**Document section**.
## start

Romanian government says the country’s first-ever conviction for Holocaust denial sends a “strong message.”

By Yakir Benzion, United With Israel

A former Romanian intelligence officer was sentenced to 13 months in prison in the first use of Romania’s law against Holocaust denial, Arutz-7 reported Friday.

A court in Bucharest earlier this month convicted Vasile Zarnescu, 74, a former colonel who worked for the SRI Romanian Intelligence Service, for writing online articles describing the Holocaust as a “fraud.”

Zarnescu’s history of Holocaust denial also includes a book he published in 2016 titled “The Holocaust – the Devil’s Bogeyman – Extortion in the Name of ‘Holocaust Money,’” in which he called the murder of six million Jews by the Nazis “the greatest fraud in the history of the universe.”

During World War 2, between 280,000 and 380,000 Romanian and Ukrainian Jews and 11,000 Roma were murdered in Romania by the Nazis and their Romanian collaborators.

“It is the first conviction for Holocaust denial and it is a strong message from the legal system, one that shows significant progress,” said Alexandru Muraru, the special Romanian government envoy in charge of fighting anti-Semitism and xenophobia.

## end

**Dataset records**.
## start

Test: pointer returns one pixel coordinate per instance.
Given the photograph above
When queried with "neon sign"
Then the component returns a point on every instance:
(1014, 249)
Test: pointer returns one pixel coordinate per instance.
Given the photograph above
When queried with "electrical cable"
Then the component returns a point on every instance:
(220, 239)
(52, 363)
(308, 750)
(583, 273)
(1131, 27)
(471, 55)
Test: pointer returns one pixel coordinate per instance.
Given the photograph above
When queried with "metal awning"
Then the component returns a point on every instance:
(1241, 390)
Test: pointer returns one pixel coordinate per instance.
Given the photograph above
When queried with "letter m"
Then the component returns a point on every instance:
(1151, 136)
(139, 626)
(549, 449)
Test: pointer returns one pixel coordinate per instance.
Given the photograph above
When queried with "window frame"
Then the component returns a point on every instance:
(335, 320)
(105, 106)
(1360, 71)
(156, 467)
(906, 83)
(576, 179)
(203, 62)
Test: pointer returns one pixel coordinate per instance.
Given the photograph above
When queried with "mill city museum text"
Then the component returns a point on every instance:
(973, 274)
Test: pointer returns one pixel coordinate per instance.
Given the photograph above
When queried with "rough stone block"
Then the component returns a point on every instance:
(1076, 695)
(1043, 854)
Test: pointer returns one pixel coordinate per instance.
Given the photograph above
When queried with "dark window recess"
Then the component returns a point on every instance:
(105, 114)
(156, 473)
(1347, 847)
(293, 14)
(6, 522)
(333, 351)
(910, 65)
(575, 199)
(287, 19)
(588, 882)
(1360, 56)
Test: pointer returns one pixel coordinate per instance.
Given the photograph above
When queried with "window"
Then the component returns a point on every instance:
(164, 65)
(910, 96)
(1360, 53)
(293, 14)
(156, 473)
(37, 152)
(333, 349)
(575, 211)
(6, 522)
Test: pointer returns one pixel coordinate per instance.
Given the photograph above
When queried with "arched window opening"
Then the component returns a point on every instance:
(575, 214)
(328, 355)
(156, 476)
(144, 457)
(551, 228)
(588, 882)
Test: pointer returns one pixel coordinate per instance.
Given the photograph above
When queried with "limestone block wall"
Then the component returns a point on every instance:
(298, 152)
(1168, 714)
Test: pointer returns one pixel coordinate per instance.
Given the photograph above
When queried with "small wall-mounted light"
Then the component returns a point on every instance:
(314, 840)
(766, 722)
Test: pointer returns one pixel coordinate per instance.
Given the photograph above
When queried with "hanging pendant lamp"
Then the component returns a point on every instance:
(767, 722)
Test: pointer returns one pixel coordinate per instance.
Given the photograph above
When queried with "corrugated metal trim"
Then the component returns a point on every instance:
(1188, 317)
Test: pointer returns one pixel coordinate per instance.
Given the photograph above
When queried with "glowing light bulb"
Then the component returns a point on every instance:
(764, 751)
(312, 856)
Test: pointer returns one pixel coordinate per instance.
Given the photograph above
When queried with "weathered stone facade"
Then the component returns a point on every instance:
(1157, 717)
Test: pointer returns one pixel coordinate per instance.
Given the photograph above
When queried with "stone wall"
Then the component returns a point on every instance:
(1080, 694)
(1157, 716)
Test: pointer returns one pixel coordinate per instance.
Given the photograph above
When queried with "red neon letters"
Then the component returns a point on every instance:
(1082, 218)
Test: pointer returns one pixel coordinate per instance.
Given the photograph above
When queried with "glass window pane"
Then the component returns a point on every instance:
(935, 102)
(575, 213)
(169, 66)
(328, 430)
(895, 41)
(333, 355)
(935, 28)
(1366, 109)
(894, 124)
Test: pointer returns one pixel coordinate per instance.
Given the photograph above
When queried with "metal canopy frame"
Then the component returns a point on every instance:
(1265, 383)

## end
## start

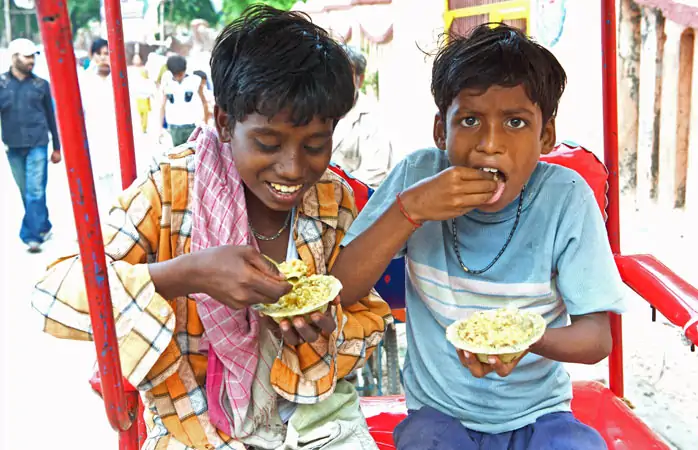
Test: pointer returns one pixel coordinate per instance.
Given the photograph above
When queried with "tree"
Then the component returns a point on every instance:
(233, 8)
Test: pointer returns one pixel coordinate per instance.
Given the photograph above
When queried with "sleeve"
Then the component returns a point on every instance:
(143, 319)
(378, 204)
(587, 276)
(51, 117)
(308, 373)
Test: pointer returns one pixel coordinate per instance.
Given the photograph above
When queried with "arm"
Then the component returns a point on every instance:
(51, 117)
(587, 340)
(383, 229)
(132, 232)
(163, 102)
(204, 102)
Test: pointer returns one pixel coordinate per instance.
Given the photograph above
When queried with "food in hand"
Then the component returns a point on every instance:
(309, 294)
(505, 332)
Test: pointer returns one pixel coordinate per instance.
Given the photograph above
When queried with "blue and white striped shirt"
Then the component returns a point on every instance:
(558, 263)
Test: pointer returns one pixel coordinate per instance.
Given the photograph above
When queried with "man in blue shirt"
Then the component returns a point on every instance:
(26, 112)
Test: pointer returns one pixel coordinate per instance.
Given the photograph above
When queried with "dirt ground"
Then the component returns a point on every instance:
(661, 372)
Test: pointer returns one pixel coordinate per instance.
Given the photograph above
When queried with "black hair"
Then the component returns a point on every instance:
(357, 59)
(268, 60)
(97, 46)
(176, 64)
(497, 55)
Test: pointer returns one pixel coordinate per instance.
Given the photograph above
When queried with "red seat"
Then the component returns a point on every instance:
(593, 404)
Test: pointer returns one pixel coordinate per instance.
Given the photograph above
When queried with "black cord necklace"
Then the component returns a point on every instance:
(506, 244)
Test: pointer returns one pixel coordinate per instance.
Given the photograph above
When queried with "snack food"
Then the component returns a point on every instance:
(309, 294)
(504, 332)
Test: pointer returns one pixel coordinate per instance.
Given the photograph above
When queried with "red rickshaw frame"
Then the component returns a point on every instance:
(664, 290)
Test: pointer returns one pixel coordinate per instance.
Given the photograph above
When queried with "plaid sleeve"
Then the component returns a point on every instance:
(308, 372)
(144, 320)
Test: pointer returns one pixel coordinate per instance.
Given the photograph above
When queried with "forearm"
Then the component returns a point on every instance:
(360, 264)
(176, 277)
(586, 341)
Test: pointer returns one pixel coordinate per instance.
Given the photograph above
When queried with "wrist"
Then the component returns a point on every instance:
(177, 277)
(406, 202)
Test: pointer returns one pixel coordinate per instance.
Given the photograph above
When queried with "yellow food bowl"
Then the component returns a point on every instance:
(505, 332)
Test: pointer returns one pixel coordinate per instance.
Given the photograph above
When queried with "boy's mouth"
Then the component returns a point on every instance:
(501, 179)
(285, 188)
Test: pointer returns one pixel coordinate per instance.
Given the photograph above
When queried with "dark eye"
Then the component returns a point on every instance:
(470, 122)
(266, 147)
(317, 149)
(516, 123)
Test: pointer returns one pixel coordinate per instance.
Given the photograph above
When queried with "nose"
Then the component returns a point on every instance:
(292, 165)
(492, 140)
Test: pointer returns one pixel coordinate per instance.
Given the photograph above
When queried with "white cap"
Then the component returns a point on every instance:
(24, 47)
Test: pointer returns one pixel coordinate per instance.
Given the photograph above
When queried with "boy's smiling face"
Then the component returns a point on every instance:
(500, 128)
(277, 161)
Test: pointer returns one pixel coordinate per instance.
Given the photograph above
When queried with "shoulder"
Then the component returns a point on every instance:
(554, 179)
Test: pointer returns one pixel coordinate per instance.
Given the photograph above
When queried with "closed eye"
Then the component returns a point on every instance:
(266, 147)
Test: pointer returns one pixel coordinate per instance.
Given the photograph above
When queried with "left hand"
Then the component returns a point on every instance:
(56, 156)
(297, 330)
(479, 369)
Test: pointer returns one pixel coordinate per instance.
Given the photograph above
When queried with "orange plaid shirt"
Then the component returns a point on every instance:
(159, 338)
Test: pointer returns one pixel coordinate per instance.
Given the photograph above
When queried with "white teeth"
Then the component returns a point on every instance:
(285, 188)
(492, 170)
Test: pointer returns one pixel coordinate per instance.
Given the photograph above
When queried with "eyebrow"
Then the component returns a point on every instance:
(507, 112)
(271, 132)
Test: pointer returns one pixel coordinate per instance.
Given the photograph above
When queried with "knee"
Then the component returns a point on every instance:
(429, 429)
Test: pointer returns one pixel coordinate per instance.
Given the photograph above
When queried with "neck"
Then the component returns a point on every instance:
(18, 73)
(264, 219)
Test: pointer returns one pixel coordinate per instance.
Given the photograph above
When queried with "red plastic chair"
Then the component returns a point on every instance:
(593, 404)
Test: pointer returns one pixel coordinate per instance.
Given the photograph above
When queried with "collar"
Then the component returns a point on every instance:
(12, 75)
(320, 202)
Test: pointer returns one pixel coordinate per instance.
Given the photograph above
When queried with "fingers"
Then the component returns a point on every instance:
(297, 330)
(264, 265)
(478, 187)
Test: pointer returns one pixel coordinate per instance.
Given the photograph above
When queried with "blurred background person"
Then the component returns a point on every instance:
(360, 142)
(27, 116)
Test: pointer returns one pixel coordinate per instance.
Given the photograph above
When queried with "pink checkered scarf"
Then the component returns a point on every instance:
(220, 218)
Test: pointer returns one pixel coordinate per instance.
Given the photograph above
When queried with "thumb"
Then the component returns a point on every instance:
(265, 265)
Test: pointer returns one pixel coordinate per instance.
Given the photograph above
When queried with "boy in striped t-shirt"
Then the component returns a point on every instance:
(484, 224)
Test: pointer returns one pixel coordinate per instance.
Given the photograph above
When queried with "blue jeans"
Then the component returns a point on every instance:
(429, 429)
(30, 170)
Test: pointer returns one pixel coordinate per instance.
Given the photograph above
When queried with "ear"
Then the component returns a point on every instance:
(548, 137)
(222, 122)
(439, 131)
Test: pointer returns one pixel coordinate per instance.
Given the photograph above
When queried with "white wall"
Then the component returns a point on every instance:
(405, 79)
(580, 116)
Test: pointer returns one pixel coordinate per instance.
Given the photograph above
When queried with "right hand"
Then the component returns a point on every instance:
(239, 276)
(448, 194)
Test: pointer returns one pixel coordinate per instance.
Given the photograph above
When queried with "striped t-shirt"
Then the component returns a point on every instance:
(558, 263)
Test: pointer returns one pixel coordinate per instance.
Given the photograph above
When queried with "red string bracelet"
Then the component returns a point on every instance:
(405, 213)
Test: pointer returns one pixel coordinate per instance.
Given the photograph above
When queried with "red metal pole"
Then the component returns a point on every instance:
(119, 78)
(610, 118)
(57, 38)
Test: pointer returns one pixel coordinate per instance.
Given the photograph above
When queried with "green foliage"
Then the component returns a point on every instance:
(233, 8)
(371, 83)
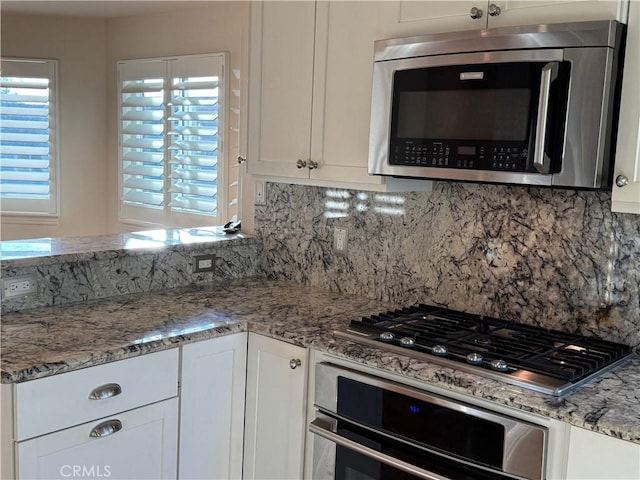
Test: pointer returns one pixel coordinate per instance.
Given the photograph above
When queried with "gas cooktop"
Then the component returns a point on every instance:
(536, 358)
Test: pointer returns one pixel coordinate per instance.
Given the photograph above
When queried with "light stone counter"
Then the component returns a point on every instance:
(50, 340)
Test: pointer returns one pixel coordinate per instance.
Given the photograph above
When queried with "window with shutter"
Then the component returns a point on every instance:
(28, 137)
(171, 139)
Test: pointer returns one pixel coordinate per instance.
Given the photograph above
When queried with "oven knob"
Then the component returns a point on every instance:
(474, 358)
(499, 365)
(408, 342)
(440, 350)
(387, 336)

## end

**Written instruction 1**.
Using the news report on Romania's first Holocaust denial conviction, answer these:
(a) How long was the prison sentence given to the former intelligence officer?
(b) In what year did Zarnescu publish his book?
(c) What role does Alexandru Muraru hold?
**Written instruction 2**.
Write out the part of the news report on Romania's Holocaust denial conviction that opens with the words "During World War" and closes with "their Romanian collaborators.", swapping "World War 2" for "World War II".
**Written instruction 3**.
Pick up the news report on Romania's first Holocaust denial conviction from its final sentence and keep it going.
The listing has nothing to do with what comes next.

**Task answer 1**.
(a) 13 months
(b) 2016
(c) He is the special Romanian government envoy in charge of fighting anti-Semitism and xenophobia.

**Task answer 2**.
During World War II, between 280,000 and 380,000 Romanian and Ukrainian Jews and 11,000 Roma were murdered in Romania by the Nazis and their Romanian collaborators.

**Task answer 3**.
“The case is interesting because we are not talking about just anyone, but about a former member of the SRI,” Muraru told the AFP news agency.

Romania was allied with Hitler for most of the war. Holocaust denial got major coverage after then-Romanian President Ion Iliescu and one of his ministers minimized the Holocaust in 2003 and officially declared that no genocide had occurred in Romania.

In response to the international outrage at his comments, Iliescu set up an international committee of historians headed by Nobel Peace Prize laureate Elie Wiesel, himself a Romanian Holocaust survivor, the report said.

That committee helped expose Romania’s active part in the Holocaust that had been suppressed during decades of communist rule. Few Romanians were aware of Romania’s complicity.

In 2015, Romania passed a new law that criminalizes Holocaust denial with a punishment of up to three years in prison.